Text shown:

__________________________________________________

# need replacement plotter/ garmin



## Mega (Dec 21, 2012)

My garmin 172c is not acquiring Satellites as it was when new, infact today it wouldn't acquire at all.

As a result im shopping for a new plotter.

I saw the garmin 441 & 541. Any recommendations? Also, where to purchase online?

This is going on my 16' flats boat. 

Thanks.


----------



## Kane_Thorp (Jun 14, 2012)

I just got the 541s and its awesome. I suggest getting either it or the 740s.


----------



## MariettaMike (Jun 14, 2012)

__________________________________________________

Written instruction 1: In the thread about replacing a Garmin plotter, which boat will the new plotter go on?
Written instruction 2: Continue the Garmin plotter thread from the point where it stops.

A run of records
__________________________________________________

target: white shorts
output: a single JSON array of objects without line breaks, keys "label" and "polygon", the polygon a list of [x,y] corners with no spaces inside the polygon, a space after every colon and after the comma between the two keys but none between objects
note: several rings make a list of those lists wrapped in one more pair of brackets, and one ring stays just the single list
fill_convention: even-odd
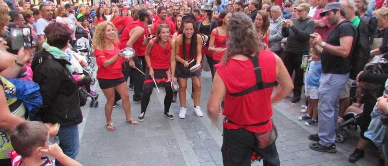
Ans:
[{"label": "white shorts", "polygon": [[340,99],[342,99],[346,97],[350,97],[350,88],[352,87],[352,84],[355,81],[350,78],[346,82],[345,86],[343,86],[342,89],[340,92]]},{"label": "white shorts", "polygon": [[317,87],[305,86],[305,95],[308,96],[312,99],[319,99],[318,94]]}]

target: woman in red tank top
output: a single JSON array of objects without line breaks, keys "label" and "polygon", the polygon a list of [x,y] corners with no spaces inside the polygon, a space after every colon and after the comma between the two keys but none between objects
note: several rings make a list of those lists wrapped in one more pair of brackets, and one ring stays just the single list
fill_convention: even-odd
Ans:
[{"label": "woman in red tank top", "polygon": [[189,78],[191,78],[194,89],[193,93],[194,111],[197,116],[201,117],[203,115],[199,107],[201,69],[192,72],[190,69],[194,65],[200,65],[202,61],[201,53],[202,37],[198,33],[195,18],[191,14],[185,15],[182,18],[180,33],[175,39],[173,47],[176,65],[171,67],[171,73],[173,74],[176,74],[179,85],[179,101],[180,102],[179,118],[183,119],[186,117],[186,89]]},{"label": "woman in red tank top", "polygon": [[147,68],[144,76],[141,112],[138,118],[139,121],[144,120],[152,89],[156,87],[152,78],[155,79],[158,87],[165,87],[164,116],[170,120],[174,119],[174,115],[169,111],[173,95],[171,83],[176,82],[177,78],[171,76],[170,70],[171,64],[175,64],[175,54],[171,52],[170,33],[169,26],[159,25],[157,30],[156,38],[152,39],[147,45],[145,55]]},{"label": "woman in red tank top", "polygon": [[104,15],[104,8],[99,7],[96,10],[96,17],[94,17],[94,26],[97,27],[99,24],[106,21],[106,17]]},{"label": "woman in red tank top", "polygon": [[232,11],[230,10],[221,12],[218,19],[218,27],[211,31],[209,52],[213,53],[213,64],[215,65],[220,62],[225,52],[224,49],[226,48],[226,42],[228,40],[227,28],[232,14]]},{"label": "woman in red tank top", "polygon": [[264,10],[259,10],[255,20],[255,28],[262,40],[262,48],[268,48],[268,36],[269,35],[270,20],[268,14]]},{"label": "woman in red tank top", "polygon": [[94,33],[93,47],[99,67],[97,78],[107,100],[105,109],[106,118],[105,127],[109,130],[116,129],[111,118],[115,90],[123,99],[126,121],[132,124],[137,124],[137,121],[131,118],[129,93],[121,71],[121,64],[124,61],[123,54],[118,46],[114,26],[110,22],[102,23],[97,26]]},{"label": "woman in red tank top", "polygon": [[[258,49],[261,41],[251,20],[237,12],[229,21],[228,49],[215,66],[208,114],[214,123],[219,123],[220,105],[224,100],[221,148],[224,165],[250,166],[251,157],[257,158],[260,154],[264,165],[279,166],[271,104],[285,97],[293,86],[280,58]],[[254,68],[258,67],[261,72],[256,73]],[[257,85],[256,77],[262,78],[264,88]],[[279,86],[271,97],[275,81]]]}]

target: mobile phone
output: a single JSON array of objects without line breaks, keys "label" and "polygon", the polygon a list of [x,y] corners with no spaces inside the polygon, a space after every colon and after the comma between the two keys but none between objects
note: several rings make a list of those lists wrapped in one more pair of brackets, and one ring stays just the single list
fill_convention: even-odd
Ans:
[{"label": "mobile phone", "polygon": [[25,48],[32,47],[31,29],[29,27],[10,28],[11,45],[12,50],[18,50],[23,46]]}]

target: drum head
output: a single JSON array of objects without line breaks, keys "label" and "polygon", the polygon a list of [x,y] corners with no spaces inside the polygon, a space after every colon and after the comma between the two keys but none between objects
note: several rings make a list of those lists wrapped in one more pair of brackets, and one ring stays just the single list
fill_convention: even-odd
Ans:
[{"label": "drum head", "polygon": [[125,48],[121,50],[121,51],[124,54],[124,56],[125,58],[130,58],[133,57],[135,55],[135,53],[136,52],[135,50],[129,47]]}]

__________________________________________________

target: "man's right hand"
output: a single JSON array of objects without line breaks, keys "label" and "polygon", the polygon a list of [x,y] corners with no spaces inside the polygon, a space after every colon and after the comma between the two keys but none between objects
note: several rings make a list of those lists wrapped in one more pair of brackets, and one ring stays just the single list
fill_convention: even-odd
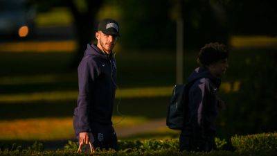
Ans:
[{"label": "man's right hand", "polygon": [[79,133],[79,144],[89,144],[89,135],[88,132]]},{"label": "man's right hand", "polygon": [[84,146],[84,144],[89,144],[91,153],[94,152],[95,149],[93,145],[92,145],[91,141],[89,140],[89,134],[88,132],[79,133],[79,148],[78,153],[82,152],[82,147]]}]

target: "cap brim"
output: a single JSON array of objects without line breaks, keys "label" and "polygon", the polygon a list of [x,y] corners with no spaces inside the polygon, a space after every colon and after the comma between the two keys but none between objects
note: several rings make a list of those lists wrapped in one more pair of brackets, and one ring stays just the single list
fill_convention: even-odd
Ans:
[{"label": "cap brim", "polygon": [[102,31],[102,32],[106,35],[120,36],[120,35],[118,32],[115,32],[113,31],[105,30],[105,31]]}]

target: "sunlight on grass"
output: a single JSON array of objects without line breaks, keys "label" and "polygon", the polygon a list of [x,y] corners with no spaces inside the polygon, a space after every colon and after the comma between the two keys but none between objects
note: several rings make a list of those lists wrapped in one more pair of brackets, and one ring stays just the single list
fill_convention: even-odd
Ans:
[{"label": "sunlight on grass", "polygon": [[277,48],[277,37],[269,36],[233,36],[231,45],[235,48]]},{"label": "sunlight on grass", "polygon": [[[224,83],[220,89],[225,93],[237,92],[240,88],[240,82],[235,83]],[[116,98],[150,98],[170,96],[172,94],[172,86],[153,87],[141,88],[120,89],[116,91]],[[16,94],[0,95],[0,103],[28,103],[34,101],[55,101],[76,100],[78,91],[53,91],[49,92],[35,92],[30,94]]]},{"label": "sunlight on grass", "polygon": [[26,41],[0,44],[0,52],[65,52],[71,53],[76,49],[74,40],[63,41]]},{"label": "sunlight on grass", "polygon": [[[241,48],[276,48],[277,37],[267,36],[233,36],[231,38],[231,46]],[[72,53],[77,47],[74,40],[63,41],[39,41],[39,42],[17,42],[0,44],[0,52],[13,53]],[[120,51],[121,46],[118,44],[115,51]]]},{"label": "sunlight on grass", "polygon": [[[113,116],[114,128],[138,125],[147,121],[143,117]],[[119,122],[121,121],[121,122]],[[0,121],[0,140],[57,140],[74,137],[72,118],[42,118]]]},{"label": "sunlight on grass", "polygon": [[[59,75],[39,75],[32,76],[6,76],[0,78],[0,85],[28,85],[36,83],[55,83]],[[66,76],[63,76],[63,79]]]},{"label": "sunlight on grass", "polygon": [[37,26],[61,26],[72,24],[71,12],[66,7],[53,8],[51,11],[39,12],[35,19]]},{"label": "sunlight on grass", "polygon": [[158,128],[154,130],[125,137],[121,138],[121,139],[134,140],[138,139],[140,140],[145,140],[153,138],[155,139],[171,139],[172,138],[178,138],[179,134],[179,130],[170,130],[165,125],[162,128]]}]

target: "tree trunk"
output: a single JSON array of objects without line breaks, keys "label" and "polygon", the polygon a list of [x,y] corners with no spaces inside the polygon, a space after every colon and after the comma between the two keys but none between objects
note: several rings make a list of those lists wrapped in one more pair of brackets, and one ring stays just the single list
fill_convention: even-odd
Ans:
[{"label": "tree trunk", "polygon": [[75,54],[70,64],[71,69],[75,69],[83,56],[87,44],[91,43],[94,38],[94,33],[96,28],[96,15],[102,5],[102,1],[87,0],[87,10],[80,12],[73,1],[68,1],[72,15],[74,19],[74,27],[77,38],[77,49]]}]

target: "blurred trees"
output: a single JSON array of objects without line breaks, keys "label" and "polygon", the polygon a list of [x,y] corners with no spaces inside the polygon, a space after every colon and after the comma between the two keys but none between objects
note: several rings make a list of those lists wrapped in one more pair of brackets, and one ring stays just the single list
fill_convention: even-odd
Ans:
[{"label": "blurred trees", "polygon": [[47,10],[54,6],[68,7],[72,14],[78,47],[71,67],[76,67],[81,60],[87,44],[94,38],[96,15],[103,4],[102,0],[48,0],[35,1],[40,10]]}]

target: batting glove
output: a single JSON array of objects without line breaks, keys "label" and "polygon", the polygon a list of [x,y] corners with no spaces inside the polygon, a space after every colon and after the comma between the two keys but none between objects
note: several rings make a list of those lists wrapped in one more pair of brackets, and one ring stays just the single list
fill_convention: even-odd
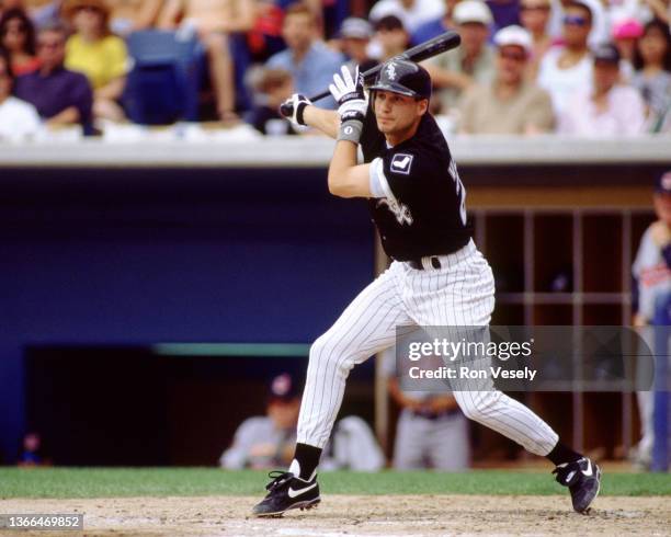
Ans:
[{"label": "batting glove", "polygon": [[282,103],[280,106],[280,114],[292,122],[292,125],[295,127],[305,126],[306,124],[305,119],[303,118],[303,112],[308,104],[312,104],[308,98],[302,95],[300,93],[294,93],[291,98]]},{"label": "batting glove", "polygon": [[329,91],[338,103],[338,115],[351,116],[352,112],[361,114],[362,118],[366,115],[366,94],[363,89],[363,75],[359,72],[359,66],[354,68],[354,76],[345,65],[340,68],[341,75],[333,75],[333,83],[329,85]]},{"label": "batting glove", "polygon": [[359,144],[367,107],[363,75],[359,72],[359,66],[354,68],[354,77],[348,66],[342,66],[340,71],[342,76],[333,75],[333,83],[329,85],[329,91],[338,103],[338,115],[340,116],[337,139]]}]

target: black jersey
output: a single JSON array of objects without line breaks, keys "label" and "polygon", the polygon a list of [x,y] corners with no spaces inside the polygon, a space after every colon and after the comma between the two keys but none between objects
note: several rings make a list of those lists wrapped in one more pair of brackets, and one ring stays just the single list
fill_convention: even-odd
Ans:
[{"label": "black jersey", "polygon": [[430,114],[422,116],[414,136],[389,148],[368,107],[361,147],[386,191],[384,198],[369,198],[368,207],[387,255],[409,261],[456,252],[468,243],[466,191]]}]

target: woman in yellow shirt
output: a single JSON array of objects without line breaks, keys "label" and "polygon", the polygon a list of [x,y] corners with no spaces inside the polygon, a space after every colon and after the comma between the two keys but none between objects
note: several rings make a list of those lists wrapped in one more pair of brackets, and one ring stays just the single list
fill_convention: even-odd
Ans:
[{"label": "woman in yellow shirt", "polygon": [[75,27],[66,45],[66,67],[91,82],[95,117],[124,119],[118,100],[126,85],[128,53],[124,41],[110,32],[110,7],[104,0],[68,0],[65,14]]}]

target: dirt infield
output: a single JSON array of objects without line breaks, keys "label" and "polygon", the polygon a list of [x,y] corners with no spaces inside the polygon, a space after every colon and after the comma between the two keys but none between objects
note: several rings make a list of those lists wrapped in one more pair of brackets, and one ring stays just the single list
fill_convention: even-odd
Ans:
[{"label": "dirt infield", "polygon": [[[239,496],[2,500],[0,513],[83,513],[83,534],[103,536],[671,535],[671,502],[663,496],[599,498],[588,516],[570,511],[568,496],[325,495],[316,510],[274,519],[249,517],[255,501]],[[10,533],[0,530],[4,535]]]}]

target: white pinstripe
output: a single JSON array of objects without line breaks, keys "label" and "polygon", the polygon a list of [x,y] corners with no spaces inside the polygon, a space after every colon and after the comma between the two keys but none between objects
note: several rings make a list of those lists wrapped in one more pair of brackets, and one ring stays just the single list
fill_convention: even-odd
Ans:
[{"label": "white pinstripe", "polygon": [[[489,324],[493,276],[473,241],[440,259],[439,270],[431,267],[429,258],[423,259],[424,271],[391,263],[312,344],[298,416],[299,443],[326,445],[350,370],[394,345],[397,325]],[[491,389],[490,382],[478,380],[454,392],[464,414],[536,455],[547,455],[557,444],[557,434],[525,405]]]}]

__________________________________________________

Output 1: A 16' flats boat.

Output 2:
I bought a Lowrance Elite 5 DSI a while back. The depth sounder works well and has kept me from getting into trouble at least 3 times while running in new to me territories. The GPS has also performed satisfactorily, however I have noticed a variation in tracks for running the same water from summer to winter that has lost my trust in the accuracy of this unit. I don't know if the zoom has anything to do with it or not, but if I were to follow some of my old tracks I would hit the bank running through Shotgun Flats. The chart is worthless for showing small islands and depth contours in shallow areas. Thankfully I have an iPhone with GPS kit app that lets me put tracks on a satellite map. If it weren't for my inability to see the iPhone screen in bright light conditions I wouldn't even use the chart plotter.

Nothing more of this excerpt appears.